## Work instructions:
Your task is to print each entry exactly as written.

[Referring expression data]

______________________________

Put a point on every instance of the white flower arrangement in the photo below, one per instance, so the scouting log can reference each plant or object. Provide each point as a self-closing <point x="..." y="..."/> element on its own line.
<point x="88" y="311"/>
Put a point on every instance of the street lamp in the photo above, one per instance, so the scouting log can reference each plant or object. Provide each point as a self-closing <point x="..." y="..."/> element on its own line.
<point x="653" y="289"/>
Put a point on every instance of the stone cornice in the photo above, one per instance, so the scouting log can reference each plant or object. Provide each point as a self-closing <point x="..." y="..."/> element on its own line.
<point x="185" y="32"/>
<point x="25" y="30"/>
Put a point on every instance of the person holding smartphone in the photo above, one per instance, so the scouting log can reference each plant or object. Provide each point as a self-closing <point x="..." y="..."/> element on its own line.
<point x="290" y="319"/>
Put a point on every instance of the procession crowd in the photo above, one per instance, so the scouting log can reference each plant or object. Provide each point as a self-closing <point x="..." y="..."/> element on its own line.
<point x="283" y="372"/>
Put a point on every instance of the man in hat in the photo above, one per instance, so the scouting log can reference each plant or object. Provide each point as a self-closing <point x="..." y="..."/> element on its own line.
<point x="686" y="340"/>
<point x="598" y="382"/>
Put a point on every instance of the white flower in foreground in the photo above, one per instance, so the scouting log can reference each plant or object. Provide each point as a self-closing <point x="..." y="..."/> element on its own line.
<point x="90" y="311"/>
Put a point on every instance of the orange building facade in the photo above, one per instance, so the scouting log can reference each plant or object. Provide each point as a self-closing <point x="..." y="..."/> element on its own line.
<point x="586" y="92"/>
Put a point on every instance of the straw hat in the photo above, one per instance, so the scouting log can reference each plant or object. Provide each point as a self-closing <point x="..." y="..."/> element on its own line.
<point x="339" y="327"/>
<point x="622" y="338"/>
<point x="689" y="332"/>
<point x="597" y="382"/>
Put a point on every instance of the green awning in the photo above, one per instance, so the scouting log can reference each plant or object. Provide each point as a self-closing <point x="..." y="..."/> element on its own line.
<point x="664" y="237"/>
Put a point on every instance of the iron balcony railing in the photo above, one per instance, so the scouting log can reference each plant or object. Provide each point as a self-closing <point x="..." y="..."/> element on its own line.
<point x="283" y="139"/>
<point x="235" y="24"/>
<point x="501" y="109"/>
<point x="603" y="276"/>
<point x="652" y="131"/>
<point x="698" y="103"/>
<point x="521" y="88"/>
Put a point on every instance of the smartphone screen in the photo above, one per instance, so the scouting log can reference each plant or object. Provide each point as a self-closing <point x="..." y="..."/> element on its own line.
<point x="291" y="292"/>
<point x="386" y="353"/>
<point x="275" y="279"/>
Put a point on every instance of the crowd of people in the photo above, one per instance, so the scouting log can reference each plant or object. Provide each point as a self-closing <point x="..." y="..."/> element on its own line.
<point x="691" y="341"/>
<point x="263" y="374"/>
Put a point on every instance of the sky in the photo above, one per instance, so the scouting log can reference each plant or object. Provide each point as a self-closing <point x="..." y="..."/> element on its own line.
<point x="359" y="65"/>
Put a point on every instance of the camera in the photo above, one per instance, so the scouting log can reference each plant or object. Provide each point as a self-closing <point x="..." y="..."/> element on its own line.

______________________________

## Solution for this task:
Put a point on every instance of the white flower arrangement in the photo below, one per instance, so the scouting log can reference each plant or object. Provide each point as a self-closing <point x="..." y="..."/> element on its own line.
<point x="88" y="311"/>
Put a point on every instance of the street lamp in the photo above, one per instance, so the scouting log can reference each plant or object. Provide each point as a self-closing <point x="..." y="..."/> element on its own line.
<point x="653" y="289"/>
Put a point on every instance of the stone cornice in the photo above, one per instance, so the scouting log can reference each plant or object. Provide each point as a self-closing <point x="..." y="..."/> element on its own line.
<point x="185" y="32"/>
<point x="25" y="30"/>
Put a point on every instance of the person holding smartphone in the photo above, one per instance, so the scouting log can reference each plant or object. Provide each point as a self-closing <point x="..." y="..."/> element on its own line.
<point x="290" y="319"/>
Put a point on every instance of the procession crowd in the photo above, one per instance, so the scouting log can reference each plant or object. Provide each point as a self-closing <point x="..." y="..."/> element on its own line.
<point x="283" y="372"/>
Put a point on every instance of the man in hat in the photo above, one per instance, so the scouting log can reference each plant or object. Provide each point as a self-closing <point x="..." y="..."/> element on its own line.
<point x="686" y="340"/>
<point x="598" y="382"/>
Put a point on every instance of the white flower in foreground in the photo above, one per instance, so the scouting log can reference each plant or object. Provide each point as a self-closing <point x="..." y="..."/> element on its own line.
<point x="90" y="311"/>
Put a point on every instance of the orange building facade in the photo above, one per instance, so the scouting log can reference each plant or object. Provide each point as a self-closing <point x="..." y="..."/> element on its own line.
<point x="586" y="92"/>
Put a point on every instance of the straw hat in the photo above, one per instance, so the scouting log can reference each plant or object. Provide each point as a self-closing <point x="..." y="..."/> element on its own line.
<point x="339" y="327"/>
<point x="622" y="338"/>
<point x="689" y="332"/>
<point x="597" y="382"/>
Put a point on every instance of the green awning in the photo above, one per instance, so the scouting log can reference each plant or object. Provide each point as a self-closing <point x="..." y="..."/> element on its own line.
<point x="664" y="237"/>
Put a point on every instance of the iron balcony railing in the photo above, one per instance, so the scouting log can reference each plant or object. Provide each point as a self-closing <point x="..." y="..."/> element on its own line.
<point x="283" y="139"/>
<point x="235" y="24"/>
<point x="501" y="109"/>
<point x="603" y="276"/>
<point x="652" y="131"/>
<point x="698" y="103"/>
<point x="521" y="88"/>
Put a point on every instance of the smartphone screen in the photo above, one per instance, so the scouting log can reference each plant or object. Provide each point as a self-closing <point x="..." y="..."/> element on its own line.
<point x="291" y="292"/>
<point x="386" y="353"/>
<point x="275" y="279"/>
Put a point on every instance of the crowd of people in the photo above, one per instance, so the scouting log can reference each plant or object. Provide each point as a self-closing <point x="..." y="..."/> element on its own line.
<point x="691" y="341"/>
<point x="263" y="374"/>
Put a point on every instance of the sky in the photo above, one per instance, so the scouting log can reference each plant or object. Provide each point as a self-closing <point x="..." y="..."/> element on its own line.
<point x="359" y="65"/>
Put a point on every instance of the camera in the photo above, one per instance, so the scouting log can reference each plant or object. Provide each point as a self-closing <point x="..." y="..."/> element on its own line.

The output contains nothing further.